▸ **Untersuchter Text**
Geschichte der Barone von Schilling

Von Braunschweig ins Baltikum

Kaspar Schilling, ein Sohn von Georg, 1490 in Braunschweig erwähnt, soll bald danach in den damaligen Ordensstaat Livland aufgebrochen sein. Kaspar hinterließ im Baltikum keine Spuren. Im offiziellen Geschlechterregister des kurländischen ritterschaftlichen Komitees heißt er allerdings Wilhelm. Eine Verwechslung mit dem nachweislich nicht mit ihm verwandten Ordensherren Wilhelm Schilling aus dem Hause Gustorf am Niederrhein, der sich zusammen mit seinem Bruder Adolf zur gleichen Zeit in Livland aufhielt, ist möglich.

Kaspars Sohn Nikolaus wurde 1548 vom Ordensmeister Brüggeney mit dem Hof Meschgail (dem späteren Schillinghof) im heutigen Kreis Riga belehnt.

Der älteste Sohn von Nikolaus, Kaspar II blieb nicht auf dem väterlichen Gut Meshgail, sondern zog nach dem Zerfall des Ordensstaates Alt-Livland (1560) in das neugebildete Herzogtum Kurland, wo er vom frisch gekürten Herzog Gotthard Ländereien erwarb: Am 3. April 1563 für 2000 Mark fünf Bauernhöfe bei Bauske zur lebenslangen Nutzung sowie am 4. März 1586 für weitere 2000 Mark für sich und seine Söhne das lebenslange Pfandrecht.

Das Ende der Ordensherrschaft in Livland nahm 1535 nach dem Tode Plettenbergs seinen Lauf. Plettenbergs Nachfolger waren nicht in der Lage, die inneren Probleme des Landes nach der Reformation zu lösen und dem Zaren Iwan, dem Schrecklichen, als ebenbürtiger Gegnere entgegenzutreten. 1560 wurde das Ordensheer von den Russen entscheidend geschlagen. Die Folge: Alt-Livland zerfiel. Das Land hörte auf, Teil des Deutschen Reichs zu sein. Die Moskowiter konnten jedoch zunächst in Livland noch nicht Fuß fassen. Reval und der nördliche Teil des Landes (also Estland) unterwarfen sich den Schweden, die Bistümer Oesel und Kurland (Stift Pilten) Dänemark. Der Rest von Alt-Livland geriet unter litauisch-polnische Schutzherrschaft. Dem letzten Ordensmeister, Gotthard Kettler, gelang es, das Ordensgebiet Kurland, das Land südlich der Düna, als erbliches polnisches Lehensherzogtum für sich zu erhalten.

▸ **Bereitgestellte Daten**
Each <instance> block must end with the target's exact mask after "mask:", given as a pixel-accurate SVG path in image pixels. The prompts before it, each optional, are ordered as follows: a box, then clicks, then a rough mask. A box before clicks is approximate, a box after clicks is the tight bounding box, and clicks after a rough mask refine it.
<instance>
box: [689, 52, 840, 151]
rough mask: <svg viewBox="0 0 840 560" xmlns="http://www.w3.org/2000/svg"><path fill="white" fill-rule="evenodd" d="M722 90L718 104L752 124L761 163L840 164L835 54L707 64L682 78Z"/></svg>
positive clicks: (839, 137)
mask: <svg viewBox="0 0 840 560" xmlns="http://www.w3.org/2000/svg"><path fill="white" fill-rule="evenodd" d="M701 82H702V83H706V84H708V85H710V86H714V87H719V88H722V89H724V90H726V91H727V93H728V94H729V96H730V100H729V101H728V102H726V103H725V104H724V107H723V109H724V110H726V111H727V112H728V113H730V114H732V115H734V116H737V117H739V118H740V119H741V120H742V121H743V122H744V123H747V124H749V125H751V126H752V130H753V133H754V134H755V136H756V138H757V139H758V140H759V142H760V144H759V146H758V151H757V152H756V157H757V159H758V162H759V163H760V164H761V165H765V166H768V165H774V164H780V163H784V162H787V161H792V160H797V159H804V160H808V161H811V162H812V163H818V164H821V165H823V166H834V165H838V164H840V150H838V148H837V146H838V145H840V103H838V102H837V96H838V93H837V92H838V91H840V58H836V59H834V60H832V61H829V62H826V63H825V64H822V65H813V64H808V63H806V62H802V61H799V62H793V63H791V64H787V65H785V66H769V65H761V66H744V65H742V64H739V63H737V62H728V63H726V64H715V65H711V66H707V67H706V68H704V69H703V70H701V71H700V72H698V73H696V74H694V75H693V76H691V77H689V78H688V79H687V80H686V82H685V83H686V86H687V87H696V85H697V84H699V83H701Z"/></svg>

* * *

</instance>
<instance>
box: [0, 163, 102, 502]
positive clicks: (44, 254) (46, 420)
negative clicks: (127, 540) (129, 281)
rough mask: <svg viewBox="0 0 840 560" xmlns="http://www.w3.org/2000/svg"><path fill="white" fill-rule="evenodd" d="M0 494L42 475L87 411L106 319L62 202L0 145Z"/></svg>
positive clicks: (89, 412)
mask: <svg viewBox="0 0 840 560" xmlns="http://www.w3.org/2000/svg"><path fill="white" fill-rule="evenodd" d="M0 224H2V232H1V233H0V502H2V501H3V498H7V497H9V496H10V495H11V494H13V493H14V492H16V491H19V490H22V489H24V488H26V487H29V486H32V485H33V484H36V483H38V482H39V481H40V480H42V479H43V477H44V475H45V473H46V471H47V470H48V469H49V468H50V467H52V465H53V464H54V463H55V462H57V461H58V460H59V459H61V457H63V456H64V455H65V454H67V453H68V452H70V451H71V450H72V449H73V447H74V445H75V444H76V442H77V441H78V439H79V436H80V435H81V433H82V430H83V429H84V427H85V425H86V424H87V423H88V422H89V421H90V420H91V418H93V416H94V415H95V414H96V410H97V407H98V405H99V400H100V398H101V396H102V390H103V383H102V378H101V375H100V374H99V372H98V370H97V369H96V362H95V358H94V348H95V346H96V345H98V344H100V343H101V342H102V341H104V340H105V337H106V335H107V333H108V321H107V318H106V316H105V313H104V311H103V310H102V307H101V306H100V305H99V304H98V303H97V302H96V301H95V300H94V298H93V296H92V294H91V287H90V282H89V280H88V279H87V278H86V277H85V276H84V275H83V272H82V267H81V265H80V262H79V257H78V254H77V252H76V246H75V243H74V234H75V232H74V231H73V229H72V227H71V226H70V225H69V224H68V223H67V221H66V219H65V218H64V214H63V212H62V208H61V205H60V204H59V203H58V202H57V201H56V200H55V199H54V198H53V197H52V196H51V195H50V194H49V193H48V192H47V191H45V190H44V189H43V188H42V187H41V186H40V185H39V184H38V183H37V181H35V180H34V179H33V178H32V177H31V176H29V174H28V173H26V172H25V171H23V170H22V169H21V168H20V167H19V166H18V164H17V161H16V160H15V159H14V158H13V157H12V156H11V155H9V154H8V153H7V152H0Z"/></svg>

---

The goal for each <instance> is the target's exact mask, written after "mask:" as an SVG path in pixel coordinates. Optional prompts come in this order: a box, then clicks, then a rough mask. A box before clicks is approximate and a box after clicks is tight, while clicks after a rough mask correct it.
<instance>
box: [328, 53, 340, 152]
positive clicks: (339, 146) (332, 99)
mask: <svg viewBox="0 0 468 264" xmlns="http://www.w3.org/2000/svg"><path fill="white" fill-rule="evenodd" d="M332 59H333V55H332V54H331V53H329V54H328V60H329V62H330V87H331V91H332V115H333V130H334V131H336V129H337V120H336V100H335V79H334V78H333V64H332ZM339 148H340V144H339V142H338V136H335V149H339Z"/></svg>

▸ **Aufgabe**
Knüpfe an den letzten Satz des Textes über die Barone von Schilling an und schreibe ihn weiter. Die Daten sind eigenständiges Material und gehören nicht zum Text über die Barone von Schilling.

▸ **Gelöste Aufgabe**
Kurland

Und jetzt erkennt man wieder die Zusammenarbeit der Schillings mit den Ordensmeistern.

Der älteste Sohn von Nikolaus, Kaspar II, blieb nicht auf dem väterlichen Gut Meschgail, sondern zog nach Kurland, wo er vom frisch gekürten Herzog "bescheidene" (lt. Vietinghoff, Archivar des kurl. Ritterarchivs, 1943) Ländereien erwarb.

Am 3. April 1563 erhielt Kaspar Schilling für dargeliehene 1600 Mark drei und am 13. Januar 1581 für 2000 Mark fünf Bauernhöfe bei Bauske zur lebenslangen Nutzung sowie am 4. März 1586 für sich und seine Söhne das lebenslange Pfandrecht hieran. In Livland blieb der zweitjüngste der vier Söhne des Nikolaus, Valentin, auf jenem drei Haken großen Hof Meschgail, der bis 1682 in Familienbesitz blieb.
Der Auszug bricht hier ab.